▶ [TASK DIRECTIONS] Each entry needs to be restated exactly as written.

══ MATERIAL PROVIDED

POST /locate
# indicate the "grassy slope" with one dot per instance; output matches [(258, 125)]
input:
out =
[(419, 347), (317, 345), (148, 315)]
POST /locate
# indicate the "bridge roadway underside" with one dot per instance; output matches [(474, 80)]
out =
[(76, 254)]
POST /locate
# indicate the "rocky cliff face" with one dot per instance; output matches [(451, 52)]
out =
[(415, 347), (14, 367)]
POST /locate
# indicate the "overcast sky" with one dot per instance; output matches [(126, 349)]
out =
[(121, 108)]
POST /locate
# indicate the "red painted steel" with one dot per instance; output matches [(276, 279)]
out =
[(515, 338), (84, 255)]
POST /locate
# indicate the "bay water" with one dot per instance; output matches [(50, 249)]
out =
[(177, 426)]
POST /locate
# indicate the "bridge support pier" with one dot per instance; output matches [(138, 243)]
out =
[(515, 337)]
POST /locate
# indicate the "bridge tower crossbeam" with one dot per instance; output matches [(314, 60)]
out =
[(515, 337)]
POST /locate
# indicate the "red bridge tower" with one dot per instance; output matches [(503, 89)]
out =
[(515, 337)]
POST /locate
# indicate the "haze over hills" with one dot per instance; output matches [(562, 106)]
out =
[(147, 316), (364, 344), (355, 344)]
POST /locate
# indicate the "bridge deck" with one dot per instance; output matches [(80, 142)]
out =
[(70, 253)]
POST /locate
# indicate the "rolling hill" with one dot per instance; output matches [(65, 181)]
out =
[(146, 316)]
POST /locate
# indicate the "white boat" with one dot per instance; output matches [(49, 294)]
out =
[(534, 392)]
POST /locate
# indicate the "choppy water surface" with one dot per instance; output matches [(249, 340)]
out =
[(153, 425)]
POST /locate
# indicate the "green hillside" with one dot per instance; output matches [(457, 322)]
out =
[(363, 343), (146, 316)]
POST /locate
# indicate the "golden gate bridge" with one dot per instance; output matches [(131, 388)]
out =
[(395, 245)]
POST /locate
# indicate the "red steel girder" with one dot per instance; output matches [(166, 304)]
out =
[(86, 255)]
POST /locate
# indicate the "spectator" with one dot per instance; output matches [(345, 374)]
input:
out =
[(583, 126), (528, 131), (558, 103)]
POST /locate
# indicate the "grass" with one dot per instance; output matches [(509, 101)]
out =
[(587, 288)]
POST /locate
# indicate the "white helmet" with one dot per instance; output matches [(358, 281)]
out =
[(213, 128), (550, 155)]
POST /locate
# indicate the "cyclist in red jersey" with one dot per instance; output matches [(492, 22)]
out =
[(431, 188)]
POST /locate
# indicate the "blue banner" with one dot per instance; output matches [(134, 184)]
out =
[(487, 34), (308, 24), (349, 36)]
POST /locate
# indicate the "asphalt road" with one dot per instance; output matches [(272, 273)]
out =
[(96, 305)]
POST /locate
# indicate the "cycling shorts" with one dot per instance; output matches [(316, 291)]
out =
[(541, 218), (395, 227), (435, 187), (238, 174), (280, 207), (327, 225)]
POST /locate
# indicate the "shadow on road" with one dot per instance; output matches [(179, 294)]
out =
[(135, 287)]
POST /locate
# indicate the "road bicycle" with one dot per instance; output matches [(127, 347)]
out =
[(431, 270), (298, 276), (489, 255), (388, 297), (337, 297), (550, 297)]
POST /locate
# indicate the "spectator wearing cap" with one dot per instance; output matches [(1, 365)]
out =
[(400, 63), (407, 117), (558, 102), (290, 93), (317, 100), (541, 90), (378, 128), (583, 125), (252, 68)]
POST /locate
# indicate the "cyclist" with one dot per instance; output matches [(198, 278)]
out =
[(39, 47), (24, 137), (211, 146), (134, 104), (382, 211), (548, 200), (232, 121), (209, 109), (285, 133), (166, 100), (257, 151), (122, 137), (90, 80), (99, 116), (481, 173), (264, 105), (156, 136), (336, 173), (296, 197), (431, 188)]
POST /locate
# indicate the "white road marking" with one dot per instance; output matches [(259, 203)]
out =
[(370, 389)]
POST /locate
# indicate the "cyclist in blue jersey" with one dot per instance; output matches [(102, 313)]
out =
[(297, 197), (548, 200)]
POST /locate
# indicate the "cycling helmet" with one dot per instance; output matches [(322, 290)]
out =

════

▶ [SOLVED PROBLEM]
POST /locate
# indicate the "grassy slope" with one dot per instance; output matches [(258, 125)]
input:
out =
[(419, 347), (317, 345), (148, 315)]
POST /locate
# indicate the "bridge roadway underside" with one dot per instance; output matches [(474, 80)]
out =
[(76, 254)]
POST /locate
# indicate the "rocky cliff face" with one dot per instance; output matches [(451, 52)]
out =
[(415, 347), (14, 367)]
POST /locate
# indicate the "overcast sky" with one dot per instance; output matches [(126, 349)]
out =
[(121, 108)]
POST /locate
# indicate the "red painted steel" with one dot per instance; output matches [(276, 279)]
out =
[(515, 338), (84, 255)]
POST /locate
# indicate the "bay water" with one dot per instance; output matches [(50, 249)]
out =
[(177, 426)]
POST /locate
# indicate the "bridge support pier" with one dot per instance; output matches [(138, 243)]
out =
[(515, 337)]
POST /locate
# indicate the "bridge tower crossbeam" with one dot per instance; output matches [(314, 60)]
out =
[(515, 337)]
POST /locate
# indicate the "red bridge tower" with one dot per instance; output matches [(503, 89)]
out =
[(515, 337)]
POST /locate
# indicate the "haze over hills" with one dot per instance; output matches [(562, 106)]
out =
[(147, 316), (364, 344), (355, 344)]
POST /locate
# indicate the "bridge deck" with one dot per instance; output matches [(80, 142)]
out =
[(70, 253)]
POST /locate
# indicate the "rolling hill" with one dot per instance; output matches [(65, 181)]
out =
[(146, 316)]
POST /locate
# indicate the "white boat" with one dot per instance; output matches [(49, 294)]
out =
[(534, 392)]
POST /locate
# indicate the "choppy water surface" with one dot per instance; output matches [(249, 340)]
out =
[(153, 425)]
POST /locate
# indicate the "green hillside" with one dot per instance; output matches [(457, 322)]
out =
[(363, 343), (146, 316)]
POST /locate
# indicate the "golden gate bridge" with one dot per instance; output matches [(131, 388)]
out =
[(395, 245)]
POST /locate
# indicate the "red steel girder" with one dot per instance; output matches [(166, 304)]
out =
[(86, 255)]
POST /locate
# indicate the "spectator" with one dot per instance; output matches [(345, 374)]
input:
out =
[(583, 126), (528, 131), (558, 103)]
POST /locate
# indicate the "grass" with one dot per instance; output matches [(509, 101)]
out =
[(587, 288)]
POST /locate
# indicate the "white helmet" with one dot per instance; output matches [(358, 281)]
out =
[(213, 128), (550, 155)]
POST /locate
# indicate the "cyclist in red jersey" with one dot per instance; output matches [(492, 22)]
out =
[(431, 188)]
POST /locate
# indicate the "blue banner" with one dot per instance; output matches [(134, 184)]
out =
[(487, 34), (308, 24), (349, 36)]
POST /locate
# indicate the "asphalt road" with one dot per instance; output matches [(272, 273)]
out =
[(96, 305)]
POST /locate
# indicate the "cycling shorts" with one dot per instance; output matches [(316, 291)]
out =
[(541, 218), (395, 227), (435, 187), (238, 174), (280, 207), (327, 225)]
POST /locate
# indicate the "shadow on road" with one dot per instance; output matches [(179, 294)]
out =
[(135, 287)]
POST /locate
# indicate the "road bicycle" with one dot per instance; output matches [(127, 347)]
out =
[(431, 270), (298, 276), (489, 255), (388, 297), (337, 297), (550, 297)]
POST /locate
# indicate the "spectator wearing cap" with one dot per instance; output matches [(1, 365)]
out =
[(400, 63), (407, 117), (558, 102), (290, 93), (317, 100), (541, 90), (378, 128), (583, 125), (252, 68)]
POST /locate
# indicate the "cyclist" with one dot per instance; output matches [(198, 278)]
out =
[(39, 47), (24, 137), (211, 146), (134, 104), (382, 211), (548, 200), (232, 121), (209, 109), (285, 133), (166, 100), (257, 151), (122, 137), (90, 80), (99, 116), (481, 173), (264, 105), (156, 136), (336, 173), (296, 197), (431, 188)]
POST /locate
# indicate the "white road marking" with one dot per instance; output matches [(259, 203)]
out =
[(370, 389)]
POST /locate
# indicate the "cyclist in blue jersey" with one dot per instance; output matches [(102, 313)]
out =
[(297, 197), (548, 200)]
POST /locate
# indicate the "cycling helmet" with one dot per instance; output matches [(322, 290)]
out =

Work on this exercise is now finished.